## WHAT IS NEEDED
Starting at the line that contains "of the cow's", transcribe every remaining line of the entries exactly, including the last one.
#### ENTRIES
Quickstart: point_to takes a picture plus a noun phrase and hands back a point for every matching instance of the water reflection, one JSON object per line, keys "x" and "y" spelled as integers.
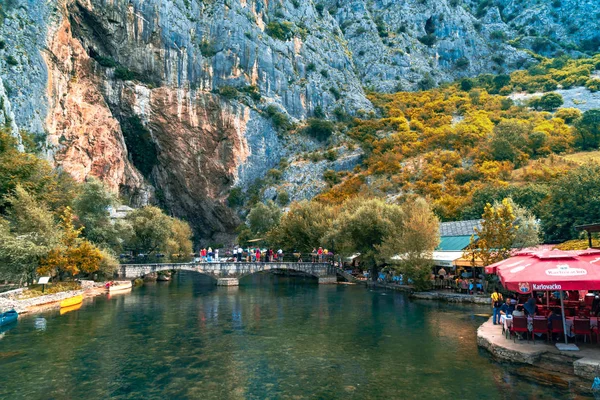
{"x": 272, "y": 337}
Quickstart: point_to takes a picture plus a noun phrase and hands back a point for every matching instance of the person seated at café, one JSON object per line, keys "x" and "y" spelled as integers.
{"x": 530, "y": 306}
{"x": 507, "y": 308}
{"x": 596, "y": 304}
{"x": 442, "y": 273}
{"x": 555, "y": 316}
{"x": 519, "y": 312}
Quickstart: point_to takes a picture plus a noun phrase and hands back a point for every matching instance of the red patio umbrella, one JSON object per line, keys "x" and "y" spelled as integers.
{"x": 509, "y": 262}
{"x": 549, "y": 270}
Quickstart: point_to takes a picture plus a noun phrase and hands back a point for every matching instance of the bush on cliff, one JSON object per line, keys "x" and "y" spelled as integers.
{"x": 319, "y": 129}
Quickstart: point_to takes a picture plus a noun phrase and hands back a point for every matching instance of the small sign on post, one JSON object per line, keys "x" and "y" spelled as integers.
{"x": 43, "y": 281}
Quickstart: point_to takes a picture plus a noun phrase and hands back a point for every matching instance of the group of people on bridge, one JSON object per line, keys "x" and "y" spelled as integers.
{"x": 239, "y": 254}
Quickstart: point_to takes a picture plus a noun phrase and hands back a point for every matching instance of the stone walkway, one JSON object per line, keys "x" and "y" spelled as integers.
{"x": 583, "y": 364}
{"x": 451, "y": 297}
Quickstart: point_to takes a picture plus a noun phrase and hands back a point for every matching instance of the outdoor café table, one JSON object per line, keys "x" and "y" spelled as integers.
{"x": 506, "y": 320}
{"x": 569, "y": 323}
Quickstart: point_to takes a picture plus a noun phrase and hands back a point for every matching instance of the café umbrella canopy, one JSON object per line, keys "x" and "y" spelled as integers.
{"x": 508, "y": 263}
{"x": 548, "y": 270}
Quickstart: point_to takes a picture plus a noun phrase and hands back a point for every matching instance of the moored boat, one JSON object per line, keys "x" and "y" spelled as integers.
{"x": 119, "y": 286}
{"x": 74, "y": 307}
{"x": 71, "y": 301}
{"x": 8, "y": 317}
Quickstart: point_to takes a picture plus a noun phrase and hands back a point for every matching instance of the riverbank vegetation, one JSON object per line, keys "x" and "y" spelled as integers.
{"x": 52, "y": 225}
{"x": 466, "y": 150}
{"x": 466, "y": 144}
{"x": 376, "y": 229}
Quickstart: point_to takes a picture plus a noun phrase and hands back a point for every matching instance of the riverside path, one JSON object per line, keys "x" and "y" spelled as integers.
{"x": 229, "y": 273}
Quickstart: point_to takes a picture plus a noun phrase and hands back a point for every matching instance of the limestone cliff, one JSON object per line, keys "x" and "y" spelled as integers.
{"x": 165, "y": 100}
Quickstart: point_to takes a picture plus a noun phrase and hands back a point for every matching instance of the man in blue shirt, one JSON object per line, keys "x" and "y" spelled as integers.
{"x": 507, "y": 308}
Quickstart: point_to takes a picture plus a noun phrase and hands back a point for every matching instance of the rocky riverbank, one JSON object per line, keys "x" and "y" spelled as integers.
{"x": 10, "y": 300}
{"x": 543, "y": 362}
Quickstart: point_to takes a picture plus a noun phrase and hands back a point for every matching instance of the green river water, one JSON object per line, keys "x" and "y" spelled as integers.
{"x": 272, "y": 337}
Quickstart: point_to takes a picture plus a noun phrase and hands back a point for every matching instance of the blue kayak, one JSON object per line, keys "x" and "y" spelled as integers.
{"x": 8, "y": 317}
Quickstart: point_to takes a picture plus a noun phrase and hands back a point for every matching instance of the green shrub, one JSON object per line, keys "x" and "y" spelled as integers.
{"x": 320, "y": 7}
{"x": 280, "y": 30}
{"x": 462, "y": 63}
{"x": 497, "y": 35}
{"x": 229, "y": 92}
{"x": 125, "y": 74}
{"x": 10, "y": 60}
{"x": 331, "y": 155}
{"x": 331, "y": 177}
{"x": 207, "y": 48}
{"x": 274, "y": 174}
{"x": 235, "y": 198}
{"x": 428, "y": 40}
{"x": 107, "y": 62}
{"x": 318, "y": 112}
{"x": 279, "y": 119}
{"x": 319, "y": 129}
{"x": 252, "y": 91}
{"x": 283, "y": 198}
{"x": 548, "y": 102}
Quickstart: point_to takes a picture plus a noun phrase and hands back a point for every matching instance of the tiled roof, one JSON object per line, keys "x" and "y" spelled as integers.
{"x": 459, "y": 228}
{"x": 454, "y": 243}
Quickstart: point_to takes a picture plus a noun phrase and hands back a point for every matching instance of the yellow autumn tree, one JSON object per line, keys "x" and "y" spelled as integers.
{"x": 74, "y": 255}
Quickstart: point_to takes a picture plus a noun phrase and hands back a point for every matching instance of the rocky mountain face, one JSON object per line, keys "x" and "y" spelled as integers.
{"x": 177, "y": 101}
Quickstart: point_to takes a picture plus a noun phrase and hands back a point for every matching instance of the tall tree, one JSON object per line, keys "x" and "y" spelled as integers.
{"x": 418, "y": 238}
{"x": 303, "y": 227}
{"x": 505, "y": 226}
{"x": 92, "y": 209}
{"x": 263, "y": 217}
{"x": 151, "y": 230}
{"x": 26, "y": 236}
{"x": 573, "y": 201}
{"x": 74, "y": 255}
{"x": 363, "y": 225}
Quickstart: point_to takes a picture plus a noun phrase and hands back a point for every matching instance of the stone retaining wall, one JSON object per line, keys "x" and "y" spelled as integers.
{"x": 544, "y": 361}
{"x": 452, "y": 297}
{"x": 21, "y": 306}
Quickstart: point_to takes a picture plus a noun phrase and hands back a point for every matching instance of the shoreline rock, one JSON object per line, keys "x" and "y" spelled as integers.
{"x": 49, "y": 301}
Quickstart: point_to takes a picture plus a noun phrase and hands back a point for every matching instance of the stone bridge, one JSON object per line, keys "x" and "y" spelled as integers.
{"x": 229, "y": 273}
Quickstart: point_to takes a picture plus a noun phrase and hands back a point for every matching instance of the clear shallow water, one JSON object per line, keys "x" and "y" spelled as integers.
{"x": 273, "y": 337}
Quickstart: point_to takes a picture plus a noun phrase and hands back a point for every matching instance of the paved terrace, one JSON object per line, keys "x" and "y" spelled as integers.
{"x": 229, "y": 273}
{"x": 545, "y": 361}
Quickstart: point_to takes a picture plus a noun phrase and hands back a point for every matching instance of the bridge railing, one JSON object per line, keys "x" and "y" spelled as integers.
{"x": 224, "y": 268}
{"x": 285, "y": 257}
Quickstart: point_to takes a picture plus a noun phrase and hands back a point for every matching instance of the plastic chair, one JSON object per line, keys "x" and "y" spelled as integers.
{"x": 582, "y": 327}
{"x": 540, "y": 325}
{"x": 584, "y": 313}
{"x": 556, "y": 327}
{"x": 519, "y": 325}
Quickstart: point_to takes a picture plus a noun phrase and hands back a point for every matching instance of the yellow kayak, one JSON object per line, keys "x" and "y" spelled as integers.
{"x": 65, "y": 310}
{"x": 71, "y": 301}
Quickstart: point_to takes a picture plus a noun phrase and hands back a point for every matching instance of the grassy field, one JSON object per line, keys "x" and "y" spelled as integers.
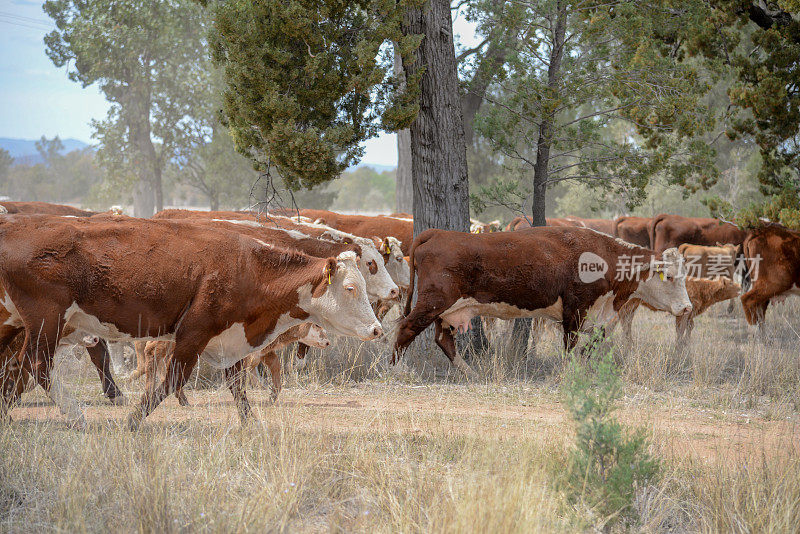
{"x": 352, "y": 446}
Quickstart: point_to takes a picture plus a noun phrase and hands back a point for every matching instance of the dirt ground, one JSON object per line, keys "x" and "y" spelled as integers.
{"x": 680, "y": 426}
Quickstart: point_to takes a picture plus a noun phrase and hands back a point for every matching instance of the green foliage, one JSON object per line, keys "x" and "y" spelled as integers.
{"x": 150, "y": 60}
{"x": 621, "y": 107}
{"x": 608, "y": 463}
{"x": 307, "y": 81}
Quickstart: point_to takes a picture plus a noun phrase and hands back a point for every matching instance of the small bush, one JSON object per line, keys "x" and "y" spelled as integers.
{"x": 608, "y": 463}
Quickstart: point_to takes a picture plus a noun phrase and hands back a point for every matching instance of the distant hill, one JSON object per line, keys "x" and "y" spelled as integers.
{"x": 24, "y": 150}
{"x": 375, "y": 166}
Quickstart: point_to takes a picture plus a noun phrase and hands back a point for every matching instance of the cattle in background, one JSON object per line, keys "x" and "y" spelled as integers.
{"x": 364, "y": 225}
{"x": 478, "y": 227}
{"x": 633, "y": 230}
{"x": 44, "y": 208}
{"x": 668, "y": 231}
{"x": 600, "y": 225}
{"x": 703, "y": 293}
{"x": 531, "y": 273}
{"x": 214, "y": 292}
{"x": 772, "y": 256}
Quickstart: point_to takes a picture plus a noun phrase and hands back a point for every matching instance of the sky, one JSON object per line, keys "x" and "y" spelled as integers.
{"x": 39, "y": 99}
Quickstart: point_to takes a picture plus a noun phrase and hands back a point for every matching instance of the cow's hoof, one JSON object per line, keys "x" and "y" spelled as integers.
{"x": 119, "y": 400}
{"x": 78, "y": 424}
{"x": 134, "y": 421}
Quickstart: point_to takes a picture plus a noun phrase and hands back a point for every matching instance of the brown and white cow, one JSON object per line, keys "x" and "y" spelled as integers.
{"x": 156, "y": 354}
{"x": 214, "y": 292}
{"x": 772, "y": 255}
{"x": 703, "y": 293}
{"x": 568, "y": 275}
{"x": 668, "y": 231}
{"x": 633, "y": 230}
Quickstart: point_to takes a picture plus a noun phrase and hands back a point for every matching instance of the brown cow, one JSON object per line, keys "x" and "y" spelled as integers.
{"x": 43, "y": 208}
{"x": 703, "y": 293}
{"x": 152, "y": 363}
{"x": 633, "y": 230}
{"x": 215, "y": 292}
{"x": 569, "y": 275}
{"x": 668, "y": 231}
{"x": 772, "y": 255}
########
## OUTPUT FOR THIS TASK
Quickstart: point_to takes a picture plus a noun phrase and hands back a point for every matching instance of the cow's hoof, one JSON object per line, keys "x" and "y" spelled as integers.
{"x": 119, "y": 400}
{"x": 78, "y": 424}
{"x": 134, "y": 421}
Quickstart: point_to takes a picture plus a noun phrase and hands back a point for every matching instance of the brown and white cow, one JSON object per line, keys "x" and "y" spelled as integers.
{"x": 156, "y": 354}
{"x": 214, "y": 292}
{"x": 772, "y": 255}
{"x": 703, "y": 293}
{"x": 568, "y": 275}
{"x": 668, "y": 231}
{"x": 633, "y": 230}
Quickstart: point_to takes a picture plus a noun phrase and hands back a point for every matching instance of the brown cow, one JSON object per line, keys "x" and "y" spelled as integers.
{"x": 43, "y": 208}
{"x": 703, "y": 293}
{"x": 152, "y": 363}
{"x": 633, "y": 230}
{"x": 215, "y": 292}
{"x": 569, "y": 275}
{"x": 668, "y": 231}
{"x": 772, "y": 255}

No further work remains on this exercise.